*** Opening Text ***

However, the rate of weigh loss for each individual may be adjusted
by the treating physician based on the individual's particular
needs.
[0150] The dosage of zonisamide can be from about 25 mg to about
800 mg per day, generally given once per day or divided (e.g.,
equally) into multiple doses. Preferably, the dose is from about
100 mg to about 600 mg per day, more preferably, the dose is from
about 200 mg to about 400 mg per day. However, it may be necessary
to use dosages outside these ranges. Zonisamide tablets are usually
made and marketed in 25 mg, 50 mg, and 100 mg doses. Individual
tablets, or combination of tablets can be used to achieve the
desired dosing.
Example 2
Use of Topiramate Alone
[0151] Individuals taking an antidepressant, or about to take an
antidepressant, who have gained weight as the result of the use of
the antidepressant, or are susceptible to gain weight as the result
of the use of the antidepressant, are identified. Each individual
is instructed to take one 25 mg tablet of topiramate on a daily
basis, in addition to the antidepressant therapy.
[0152] The individuals are monitored for a period of months. It is
recommended that the dosage be adjusted so that each individual
loses weight at a rate of 10% of initial weight every 6 months.
However, the rate of weigh loss for each individual may be adjusted
by the treating physician based on the individual's particular
needs.
[0153] The dosage of topiramate can be from about 25 mg to about
1600 mg, preferably from about 50 mg to about 600 mg, more
preferably from about 100 mg to about 400 mg. However, it may be
necessary to use dosages outside these ranges.
Example 3
Combination of Zonisamide and Mitrazepine
[0154] Individuals having a BMI of greater than 25 are identified.

*** Closing Text ***

▶ [Problem description] Output the full drug dosage text word for word. The records that come next are separate material and have no connection to the drug dosage text.

*** Opening Provided information ***

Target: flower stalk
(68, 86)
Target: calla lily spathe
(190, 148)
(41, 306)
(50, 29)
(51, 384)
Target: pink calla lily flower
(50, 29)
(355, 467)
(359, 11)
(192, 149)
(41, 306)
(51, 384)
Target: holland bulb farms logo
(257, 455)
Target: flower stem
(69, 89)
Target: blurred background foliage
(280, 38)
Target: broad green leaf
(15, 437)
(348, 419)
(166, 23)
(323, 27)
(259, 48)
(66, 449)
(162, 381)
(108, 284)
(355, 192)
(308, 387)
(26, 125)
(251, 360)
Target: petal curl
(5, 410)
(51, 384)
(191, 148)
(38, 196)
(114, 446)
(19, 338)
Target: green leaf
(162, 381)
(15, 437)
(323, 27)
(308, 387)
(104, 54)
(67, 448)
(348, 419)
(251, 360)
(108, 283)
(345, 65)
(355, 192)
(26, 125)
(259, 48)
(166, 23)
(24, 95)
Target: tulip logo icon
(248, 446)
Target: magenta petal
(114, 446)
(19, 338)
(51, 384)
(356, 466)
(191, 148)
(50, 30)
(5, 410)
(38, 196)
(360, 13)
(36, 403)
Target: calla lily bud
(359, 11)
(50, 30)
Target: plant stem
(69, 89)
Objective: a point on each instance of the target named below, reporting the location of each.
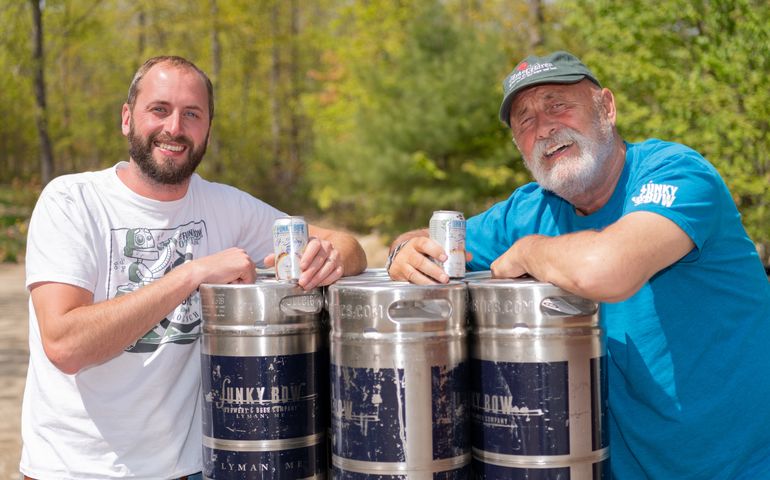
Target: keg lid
(396, 307)
(507, 303)
(264, 302)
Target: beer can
(289, 242)
(448, 229)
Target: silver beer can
(289, 241)
(448, 229)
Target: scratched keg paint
(399, 380)
(263, 382)
(539, 385)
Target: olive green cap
(558, 67)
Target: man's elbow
(604, 281)
(62, 357)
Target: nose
(545, 126)
(173, 124)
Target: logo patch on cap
(525, 70)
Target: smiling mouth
(170, 147)
(557, 149)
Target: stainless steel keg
(399, 381)
(264, 382)
(538, 382)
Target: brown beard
(164, 172)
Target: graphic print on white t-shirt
(140, 256)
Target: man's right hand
(413, 263)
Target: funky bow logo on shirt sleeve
(659, 194)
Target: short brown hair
(133, 89)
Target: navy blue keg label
(368, 413)
(338, 474)
(261, 398)
(600, 436)
(487, 471)
(293, 463)
(601, 470)
(457, 474)
(520, 408)
(451, 421)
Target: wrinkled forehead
(165, 81)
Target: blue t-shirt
(689, 388)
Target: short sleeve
(685, 189)
(60, 243)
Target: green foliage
(16, 203)
(378, 112)
(695, 72)
(425, 136)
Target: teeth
(555, 148)
(173, 148)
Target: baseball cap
(557, 67)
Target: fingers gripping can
(289, 242)
(448, 229)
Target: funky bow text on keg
(260, 395)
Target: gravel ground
(13, 364)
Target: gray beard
(574, 176)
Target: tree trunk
(216, 68)
(275, 99)
(41, 112)
(295, 118)
(536, 22)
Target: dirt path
(13, 364)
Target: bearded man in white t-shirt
(113, 264)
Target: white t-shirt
(138, 414)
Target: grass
(16, 202)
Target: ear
(125, 123)
(608, 101)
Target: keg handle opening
(301, 304)
(419, 311)
(567, 306)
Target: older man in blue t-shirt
(650, 230)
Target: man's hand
(413, 263)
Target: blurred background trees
(370, 114)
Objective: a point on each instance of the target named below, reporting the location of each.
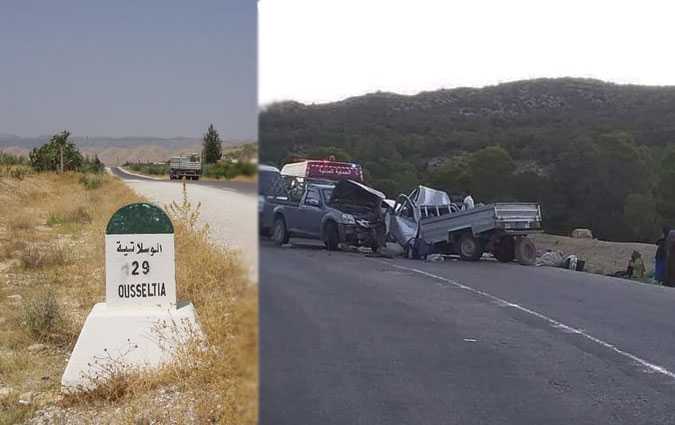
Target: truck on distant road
(187, 166)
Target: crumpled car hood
(352, 195)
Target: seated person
(636, 267)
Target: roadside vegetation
(52, 273)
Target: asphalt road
(350, 339)
(249, 188)
(228, 208)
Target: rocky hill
(531, 119)
(596, 154)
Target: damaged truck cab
(341, 211)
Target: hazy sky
(325, 50)
(136, 68)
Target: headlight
(348, 219)
(363, 223)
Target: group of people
(636, 266)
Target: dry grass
(212, 384)
(601, 257)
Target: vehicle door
(403, 224)
(307, 220)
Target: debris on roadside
(435, 258)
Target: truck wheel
(505, 251)
(332, 236)
(469, 247)
(280, 233)
(526, 252)
(411, 252)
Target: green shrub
(91, 181)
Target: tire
(526, 252)
(505, 251)
(470, 248)
(411, 252)
(279, 232)
(332, 237)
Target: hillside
(532, 119)
(579, 146)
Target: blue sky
(125, 68)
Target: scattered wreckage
(427, 222)
(327, 200)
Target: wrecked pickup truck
(345, 212)
(427, 222)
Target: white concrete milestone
(140, 325)
(140, 270)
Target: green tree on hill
(665, 189)
(212, 146)
(58, 154)
(490, 169)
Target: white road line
(566, 328)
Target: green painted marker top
(139, 218)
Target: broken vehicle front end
(361, 219)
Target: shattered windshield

*** Closing Provided information ***

▶ [Reply]
However, the rate of weigh loss for each individual may be adjusted
by the treating physician based on the individual's particular
needs.
[0150] The dosage of zonisamide can be from about 25 mg to about
800 mg per day, generally given once per day or divided (e.g.,
equally) into multiple doses. Preferably, the dose is from about
100 mg to about 600 mg per day, more preferably, the dose is from
about 200 mg to about 400 mg per day. However, it may be necessary
to use dosages outside these ranges. Zonisamide tablets are usually
made and marketed in 25 mg, 50 mg, and 100 mg doses. Individual
tablets, or combination of tablets can be used to achieve the
desired dosing.
Example 2
Use of Topiramate Alone
[0151] Individuals taking an antidepressant, or about to take an
antidepressant, who have gained weight as the result of the use of
the antidepressant, or are susceptible to gain weight as the result
of the use of the antidepressant, are identified. Each individual
is instructed to take one 25 mg tablet of topiramate on a daily
basis, in addition to the antidepressant therapy.
[0152] The individuals are monitored for a period of months. It is
recommended that the dosage be adjusted so that each individual
loses weight at a rate of 10% of initial weight every 6 months.
However, the rate of weigh loss for each individual may be adjusted
by the treating physician based on the individual's particular
needs.
[0153] The dosage of topiramate can be from about 25 mg to about
1600 mg, preferably from about 50 mg to about 600 mg, more
preferably from about 100 mg to about 400 mg. However, it may be
necessary to use dosages outside these ranges.
Example 3
Combination of Zonisamide and Mitrazepine
[0154] Individuals having a BMI of greater than 25 are identified.